課題の条件:
以下にある、空気を感じる写真についての文章を、最後の文の後から書き進めよ。

読解文:
━━━━

空気を感じる写真とモナリザを見つめる少年

雑感

空気を感じる写真。
僕は、見た人がその場の雰囲気を感じることが出来るような写真を指してこう呼んでいる。
そのため、目で見たそのままを写真にすると言う意味ではない。
見たことがない景色でも、まるでその場にいるかのようなイメージを持つことが出来る写真。
映像ではない、写真でなければ味わうことが出来ない雰囲気。
それは、構図であったり、色表現であったりする。
それらをまとめて浅識な僕はこのような言葉で表現している。お陰で意図がなかなか伝わらないのだが。

iPhone16eで撮影

印象に残っている写真はソニーα900のカタログにある気球の写真だ。
下記にカタログPDFのリンクを貼っておく。
【デジタル一眼レフカメラα900カタログ10月号】
https://www.sony.jp/products/catalog/dsc_alpha900.pdf

レンズはVario-Sonnar T* 24-70mm F2.8 ZA SSM(SAL2470Z)とある。
最近のカメラやレンズは大味でベタッとした色づくりが好まれるように感じるが、この写真はツァイスらしいとても丁寧で奥深い色表現だと感じた。
印刷も良かったのだろう。
このカタログは15年前の2010年のものだ。
その間、カメラもレンズもかなり進化しているはずだ。
しかし、この写真を見ると、良い写真は時間を経ても変わらないのだと感じる。
僕はまだ気球に乗ったことが無い。
そのため、まだ見たことがない景色に対する憧れがこの写真の魅力を強めているのかも知れない。
もし、気球に乗った後にこの写真を見たら、今とは違う印象を持つのだろうか。

LEICA SL2-S | LUMIX S 20-60mm F3.5-5.6(S-R2060)

もう1点、これも昔のとある女性俳優の写真に似た印象を持ったことがある。
写真集にあるものでは無いため撮影者は不明。
ミディアムショットを俯瞰気味に捉えているのだが、柔らかな夕陽が差し込んでいるその写真はとても美しく被写体を照らしていた。
なんとEXIFデータが残っており、確認したところレンズは不明だったが、カメラは当時大人気のデジタル一眼レフ、ニコンD70だった。

LEICA SL2-S | LUMIX S 20-60mm F3.5-5.6(S-R2060)

僕にはこれらの写真から、まるでその場に居るかのような印象を受けた。
現場の湿度や気温、匂いまでイメージすることが出来る。
しかし、これらはあくまでも写真を通じて僕自信がイメージしたものに過ぎず、もしかしたら実際の雰囲気は全く違うものかもしれない。
これは小説を読むことに似ていると思っている。
小説は文字以外の情報が無い。そのため、文字から読み取った情報を自分の頭の中で映像としてイメージする。
違いは文字か写真か、得られる情報の種類が異なるだけで、どちらも同じことだ。
余談だが、ホラー小説を読んでいて怖くなるのは、文章からイメージした自分自身が作り出した映像を想像して怖いと感じる。よくよく考えると不思議な現象だ。

━━━━

提供された記録:
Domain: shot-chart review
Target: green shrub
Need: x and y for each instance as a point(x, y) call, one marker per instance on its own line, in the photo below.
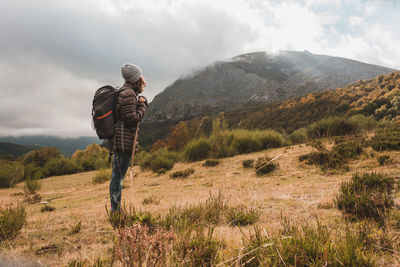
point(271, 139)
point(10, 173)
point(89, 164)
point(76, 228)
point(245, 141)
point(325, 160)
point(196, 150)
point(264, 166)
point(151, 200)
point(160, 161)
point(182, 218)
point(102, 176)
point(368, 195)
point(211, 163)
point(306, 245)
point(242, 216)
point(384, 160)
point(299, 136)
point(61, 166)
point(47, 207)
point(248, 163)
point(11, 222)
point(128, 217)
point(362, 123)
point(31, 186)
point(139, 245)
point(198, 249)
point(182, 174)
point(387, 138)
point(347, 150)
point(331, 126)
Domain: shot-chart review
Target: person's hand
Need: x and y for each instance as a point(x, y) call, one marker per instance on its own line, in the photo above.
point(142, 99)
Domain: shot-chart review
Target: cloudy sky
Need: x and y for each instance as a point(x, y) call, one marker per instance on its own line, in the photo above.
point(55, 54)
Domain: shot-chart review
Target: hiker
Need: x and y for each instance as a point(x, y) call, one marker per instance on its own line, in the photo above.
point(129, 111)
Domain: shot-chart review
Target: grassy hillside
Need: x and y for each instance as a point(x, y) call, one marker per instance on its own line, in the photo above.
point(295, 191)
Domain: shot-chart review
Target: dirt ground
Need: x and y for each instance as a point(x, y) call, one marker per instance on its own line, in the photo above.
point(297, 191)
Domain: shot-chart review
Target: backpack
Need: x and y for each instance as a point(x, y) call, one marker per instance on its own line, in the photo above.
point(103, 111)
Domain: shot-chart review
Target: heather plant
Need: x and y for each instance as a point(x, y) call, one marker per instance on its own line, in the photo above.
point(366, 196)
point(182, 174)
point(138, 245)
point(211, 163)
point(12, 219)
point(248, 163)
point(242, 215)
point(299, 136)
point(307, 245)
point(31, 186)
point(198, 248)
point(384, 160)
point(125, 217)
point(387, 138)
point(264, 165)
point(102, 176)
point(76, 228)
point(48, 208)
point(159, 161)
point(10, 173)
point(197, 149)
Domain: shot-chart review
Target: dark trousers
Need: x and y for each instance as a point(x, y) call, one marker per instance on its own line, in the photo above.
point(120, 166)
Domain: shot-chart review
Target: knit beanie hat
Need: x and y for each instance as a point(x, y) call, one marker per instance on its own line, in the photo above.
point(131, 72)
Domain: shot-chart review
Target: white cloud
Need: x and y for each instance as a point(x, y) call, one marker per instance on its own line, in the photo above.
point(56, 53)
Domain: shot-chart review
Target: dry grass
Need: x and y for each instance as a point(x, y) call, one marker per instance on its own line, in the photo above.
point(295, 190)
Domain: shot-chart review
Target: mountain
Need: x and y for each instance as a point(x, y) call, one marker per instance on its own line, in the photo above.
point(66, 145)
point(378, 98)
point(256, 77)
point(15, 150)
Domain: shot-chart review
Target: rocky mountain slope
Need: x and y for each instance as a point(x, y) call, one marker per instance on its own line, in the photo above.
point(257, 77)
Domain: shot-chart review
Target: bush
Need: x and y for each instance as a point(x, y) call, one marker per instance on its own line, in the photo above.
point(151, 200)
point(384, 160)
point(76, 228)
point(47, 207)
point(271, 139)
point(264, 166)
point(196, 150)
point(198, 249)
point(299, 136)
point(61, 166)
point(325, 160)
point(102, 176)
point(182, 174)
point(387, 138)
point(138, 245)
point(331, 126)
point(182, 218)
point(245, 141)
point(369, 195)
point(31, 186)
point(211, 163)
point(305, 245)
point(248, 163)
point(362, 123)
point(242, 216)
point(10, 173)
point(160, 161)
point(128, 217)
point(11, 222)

━━━━

課題の出力:
僕は、良い写真とは撮影技術はもちろん必要だが、センスが最も大切であると思っている。
撮影技術は、そのセンスを最高の状態で具現化するためのものだ。
これらの写真を見る度にそう感じるし、時を経るごとにより大きく感じる。
当たり前か。
写真は作品だ。カメラやレンズはそれを表現する道具でしかない。
そのため、魂が宿る対象は写真作品であって、カメラやレンズなどの機材ではない。
写真の構図や、撮影のタイミングを見極める感覚は、写真撮りのセンスによるので、カメラやレンズがいくら高性能になっても、この点を写真撮りが磨いていかなければ良い写真は撮れない。
だから、10年以上前の写真でも良い写真は良いのだ。
絵画や彫刻にも当てはまるが、たとえ数百年前の作品でも美しいものは美しい。
その価値は下がるどころか時と共に大きくなり、庶民の感覚では理解が遠く及ばない程の価値が付くこともある。

LEICA SL2-S | LUMIX S 20-60mm F3.5-5.6(S-R2060)

ふと小学生時代のある出来事を思い出した。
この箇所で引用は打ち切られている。